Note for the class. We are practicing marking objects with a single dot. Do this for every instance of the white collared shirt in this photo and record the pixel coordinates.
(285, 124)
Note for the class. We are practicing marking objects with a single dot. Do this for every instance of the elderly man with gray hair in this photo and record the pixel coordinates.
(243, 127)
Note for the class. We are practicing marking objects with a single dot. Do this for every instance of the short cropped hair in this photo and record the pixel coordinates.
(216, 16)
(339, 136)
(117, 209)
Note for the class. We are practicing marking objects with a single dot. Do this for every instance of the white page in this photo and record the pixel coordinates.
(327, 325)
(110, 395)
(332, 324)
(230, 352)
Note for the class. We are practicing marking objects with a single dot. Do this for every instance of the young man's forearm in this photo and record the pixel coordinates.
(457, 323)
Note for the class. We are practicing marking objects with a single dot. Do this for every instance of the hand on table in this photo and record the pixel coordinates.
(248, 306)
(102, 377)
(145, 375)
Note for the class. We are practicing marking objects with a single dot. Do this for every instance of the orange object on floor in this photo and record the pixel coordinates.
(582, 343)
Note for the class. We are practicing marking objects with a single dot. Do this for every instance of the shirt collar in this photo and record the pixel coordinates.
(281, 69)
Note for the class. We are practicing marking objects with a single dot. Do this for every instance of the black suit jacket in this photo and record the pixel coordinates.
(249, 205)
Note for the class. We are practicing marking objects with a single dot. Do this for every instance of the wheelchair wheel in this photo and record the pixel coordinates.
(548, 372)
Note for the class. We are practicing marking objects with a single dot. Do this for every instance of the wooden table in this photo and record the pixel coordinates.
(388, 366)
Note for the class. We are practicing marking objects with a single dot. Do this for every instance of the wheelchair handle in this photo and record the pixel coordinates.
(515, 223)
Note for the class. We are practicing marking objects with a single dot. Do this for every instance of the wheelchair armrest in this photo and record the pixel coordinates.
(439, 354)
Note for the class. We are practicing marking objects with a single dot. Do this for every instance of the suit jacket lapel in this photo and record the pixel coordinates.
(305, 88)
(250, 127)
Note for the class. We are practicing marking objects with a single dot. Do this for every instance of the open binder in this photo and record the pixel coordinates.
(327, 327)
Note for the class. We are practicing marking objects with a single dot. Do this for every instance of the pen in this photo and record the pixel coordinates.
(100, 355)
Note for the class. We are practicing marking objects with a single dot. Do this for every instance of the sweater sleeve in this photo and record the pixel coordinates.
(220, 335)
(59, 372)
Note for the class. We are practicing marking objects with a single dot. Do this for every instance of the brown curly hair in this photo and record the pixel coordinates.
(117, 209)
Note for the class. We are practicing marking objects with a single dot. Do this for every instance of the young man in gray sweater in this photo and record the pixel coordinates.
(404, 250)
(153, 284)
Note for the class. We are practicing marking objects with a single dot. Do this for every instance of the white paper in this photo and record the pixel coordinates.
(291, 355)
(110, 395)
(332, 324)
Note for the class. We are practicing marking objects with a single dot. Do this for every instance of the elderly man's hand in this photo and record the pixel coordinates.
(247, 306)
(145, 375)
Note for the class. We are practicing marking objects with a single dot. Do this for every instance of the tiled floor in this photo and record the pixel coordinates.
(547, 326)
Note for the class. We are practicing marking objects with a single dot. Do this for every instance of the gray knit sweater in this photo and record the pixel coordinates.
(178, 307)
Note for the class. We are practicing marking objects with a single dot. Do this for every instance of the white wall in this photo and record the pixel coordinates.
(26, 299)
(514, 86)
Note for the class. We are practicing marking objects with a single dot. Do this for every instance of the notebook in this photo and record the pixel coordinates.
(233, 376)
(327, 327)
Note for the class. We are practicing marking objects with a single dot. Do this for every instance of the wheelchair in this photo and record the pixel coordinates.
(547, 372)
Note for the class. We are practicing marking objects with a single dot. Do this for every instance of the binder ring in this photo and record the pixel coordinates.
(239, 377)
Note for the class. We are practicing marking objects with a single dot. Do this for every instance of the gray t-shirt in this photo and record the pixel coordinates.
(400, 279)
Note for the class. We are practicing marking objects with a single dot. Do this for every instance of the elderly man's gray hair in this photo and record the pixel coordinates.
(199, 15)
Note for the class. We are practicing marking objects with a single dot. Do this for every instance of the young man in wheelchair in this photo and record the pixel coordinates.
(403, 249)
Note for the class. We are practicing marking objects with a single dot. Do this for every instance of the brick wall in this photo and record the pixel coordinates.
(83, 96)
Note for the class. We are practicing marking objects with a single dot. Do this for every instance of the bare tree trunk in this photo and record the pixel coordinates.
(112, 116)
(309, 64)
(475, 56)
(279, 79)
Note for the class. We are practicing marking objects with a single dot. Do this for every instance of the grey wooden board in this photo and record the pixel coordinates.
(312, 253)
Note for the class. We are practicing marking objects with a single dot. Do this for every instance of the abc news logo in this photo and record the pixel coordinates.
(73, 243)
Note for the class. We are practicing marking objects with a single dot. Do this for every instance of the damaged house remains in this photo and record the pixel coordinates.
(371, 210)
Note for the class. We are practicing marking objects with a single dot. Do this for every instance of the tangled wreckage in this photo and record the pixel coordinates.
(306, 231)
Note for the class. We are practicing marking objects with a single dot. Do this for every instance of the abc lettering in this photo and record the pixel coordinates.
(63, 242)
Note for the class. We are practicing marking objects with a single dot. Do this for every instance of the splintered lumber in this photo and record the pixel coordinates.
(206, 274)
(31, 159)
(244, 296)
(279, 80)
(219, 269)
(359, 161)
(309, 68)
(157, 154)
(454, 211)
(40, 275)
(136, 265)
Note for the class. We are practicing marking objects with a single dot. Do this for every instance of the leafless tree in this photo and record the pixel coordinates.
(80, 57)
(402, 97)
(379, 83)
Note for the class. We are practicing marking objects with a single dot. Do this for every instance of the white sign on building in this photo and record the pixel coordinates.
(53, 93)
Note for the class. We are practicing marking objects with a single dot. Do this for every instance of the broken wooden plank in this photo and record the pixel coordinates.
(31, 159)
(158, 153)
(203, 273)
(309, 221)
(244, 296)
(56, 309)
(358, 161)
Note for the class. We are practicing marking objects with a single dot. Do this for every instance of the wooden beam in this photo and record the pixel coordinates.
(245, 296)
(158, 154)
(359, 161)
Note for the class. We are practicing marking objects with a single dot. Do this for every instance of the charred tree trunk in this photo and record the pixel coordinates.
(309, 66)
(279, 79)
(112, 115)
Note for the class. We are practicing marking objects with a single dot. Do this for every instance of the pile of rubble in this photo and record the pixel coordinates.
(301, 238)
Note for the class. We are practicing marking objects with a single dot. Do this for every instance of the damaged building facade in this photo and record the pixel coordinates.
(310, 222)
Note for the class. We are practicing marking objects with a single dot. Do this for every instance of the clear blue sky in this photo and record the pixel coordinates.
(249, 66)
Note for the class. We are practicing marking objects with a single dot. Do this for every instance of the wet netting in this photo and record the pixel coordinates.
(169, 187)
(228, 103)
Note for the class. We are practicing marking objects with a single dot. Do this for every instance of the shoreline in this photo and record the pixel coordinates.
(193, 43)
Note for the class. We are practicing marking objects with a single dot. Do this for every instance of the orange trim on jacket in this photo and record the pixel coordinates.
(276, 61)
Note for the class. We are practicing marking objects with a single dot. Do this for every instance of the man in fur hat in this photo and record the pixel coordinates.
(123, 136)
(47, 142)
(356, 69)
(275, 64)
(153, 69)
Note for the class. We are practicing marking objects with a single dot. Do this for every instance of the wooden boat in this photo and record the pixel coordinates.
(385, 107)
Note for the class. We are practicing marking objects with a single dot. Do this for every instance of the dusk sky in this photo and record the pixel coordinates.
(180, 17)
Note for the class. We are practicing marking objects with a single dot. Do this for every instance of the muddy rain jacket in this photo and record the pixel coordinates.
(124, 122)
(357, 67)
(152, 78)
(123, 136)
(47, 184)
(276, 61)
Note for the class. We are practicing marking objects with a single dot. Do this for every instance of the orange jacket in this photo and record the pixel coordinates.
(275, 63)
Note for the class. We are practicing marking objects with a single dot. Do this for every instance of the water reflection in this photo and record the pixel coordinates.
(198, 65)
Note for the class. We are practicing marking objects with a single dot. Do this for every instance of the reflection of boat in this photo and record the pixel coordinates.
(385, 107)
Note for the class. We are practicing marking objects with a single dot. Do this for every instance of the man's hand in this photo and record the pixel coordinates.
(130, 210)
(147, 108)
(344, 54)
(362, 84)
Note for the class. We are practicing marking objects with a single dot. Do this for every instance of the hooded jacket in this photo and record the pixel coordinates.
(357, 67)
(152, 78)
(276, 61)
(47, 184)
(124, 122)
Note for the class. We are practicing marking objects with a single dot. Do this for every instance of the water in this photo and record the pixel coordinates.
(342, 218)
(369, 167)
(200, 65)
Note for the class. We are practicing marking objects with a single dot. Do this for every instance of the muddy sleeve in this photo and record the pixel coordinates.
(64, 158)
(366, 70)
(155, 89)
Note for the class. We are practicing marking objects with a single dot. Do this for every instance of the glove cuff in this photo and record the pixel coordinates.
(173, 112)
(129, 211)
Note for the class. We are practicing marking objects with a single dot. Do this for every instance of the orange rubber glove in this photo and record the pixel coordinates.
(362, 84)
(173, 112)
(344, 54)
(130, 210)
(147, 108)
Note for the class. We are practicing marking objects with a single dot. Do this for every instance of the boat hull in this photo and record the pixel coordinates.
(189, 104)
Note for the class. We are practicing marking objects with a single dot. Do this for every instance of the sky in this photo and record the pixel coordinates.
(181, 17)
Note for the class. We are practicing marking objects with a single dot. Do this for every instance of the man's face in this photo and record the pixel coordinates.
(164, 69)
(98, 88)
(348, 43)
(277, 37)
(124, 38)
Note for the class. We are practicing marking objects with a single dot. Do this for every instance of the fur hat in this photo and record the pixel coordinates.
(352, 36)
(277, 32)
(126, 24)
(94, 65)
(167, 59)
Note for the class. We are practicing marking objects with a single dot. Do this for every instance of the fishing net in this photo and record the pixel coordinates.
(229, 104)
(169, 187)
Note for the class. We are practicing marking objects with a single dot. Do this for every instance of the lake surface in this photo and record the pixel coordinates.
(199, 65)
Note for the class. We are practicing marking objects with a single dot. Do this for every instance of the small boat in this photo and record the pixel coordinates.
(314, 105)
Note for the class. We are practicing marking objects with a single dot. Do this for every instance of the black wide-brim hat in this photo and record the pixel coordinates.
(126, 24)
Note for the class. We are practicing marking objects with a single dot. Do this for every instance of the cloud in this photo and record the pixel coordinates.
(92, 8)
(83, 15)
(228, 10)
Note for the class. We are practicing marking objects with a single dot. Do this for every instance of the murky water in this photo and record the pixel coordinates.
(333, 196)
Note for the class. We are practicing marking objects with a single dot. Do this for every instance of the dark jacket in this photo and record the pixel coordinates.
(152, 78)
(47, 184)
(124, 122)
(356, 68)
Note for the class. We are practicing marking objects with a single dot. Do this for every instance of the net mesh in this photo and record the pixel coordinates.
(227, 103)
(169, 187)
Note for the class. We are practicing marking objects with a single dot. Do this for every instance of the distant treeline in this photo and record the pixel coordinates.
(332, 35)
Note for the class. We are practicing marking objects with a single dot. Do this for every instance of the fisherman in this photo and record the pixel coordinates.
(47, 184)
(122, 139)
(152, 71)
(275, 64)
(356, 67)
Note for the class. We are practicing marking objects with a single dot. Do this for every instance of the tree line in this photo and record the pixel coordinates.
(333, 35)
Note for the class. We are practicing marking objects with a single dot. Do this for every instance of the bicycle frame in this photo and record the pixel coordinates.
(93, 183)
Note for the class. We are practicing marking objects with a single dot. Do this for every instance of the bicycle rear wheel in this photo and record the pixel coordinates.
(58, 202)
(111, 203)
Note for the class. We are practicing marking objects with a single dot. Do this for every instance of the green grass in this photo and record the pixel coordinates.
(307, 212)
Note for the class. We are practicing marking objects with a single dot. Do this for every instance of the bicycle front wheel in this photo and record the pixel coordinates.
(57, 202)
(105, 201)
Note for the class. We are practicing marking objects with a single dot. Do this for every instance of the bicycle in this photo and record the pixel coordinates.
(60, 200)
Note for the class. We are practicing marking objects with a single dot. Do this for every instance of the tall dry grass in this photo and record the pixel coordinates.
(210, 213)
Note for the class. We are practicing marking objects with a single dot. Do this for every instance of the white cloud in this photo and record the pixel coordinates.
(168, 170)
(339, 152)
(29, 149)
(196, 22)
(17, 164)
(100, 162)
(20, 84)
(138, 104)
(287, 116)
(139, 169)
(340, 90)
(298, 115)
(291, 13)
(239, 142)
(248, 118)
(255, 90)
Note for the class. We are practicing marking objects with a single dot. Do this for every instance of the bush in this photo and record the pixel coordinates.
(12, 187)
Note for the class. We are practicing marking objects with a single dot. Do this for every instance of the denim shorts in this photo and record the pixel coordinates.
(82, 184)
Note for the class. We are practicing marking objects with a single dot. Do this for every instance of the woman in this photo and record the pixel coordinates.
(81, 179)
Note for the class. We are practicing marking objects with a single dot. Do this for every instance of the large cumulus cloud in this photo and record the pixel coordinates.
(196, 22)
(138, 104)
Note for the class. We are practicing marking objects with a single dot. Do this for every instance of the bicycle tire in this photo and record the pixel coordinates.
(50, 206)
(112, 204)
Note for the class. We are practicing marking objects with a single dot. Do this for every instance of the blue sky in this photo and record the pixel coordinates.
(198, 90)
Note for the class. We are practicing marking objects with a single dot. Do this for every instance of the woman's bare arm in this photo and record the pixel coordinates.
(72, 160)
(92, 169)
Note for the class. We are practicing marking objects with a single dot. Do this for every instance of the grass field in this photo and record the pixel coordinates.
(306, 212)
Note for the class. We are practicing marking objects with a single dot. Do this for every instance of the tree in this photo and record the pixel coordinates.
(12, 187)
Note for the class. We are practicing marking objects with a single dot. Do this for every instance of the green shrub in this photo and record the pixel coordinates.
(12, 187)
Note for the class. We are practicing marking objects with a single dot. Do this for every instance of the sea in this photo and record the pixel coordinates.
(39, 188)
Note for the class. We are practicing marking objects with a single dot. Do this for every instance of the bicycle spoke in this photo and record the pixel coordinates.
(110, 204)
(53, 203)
▬▬▬▬▬▬▬▬▬▬
◆ **SFIDA**: Riscrivi come tabella Markdown tutto il materiale che va dalla riga contenente "sea in this" giù fino alla fine, estremi compresi, omettendo le righe vuote. Usa due colonne, "Numero" per il numero progressivo e "Riga" per il testo di ciascuna riga.

◆ **RISULTATO FINALE**:
| Numero | Riga |
|---|---|
| 1 | Note for the class. We are practicing marking objects with a single dot. Do this for every instance of the sea in this photo and record the pixel coordinates. |
| 2 | (39, 188) |
| 3 | Note for the class. We are practicing marking objects with a single dot. Do this for every instance of the bicycle spoke in this photo and record the pixel coordinates. |
| 4 | (110, 204) |
| 5 | (53, 203) |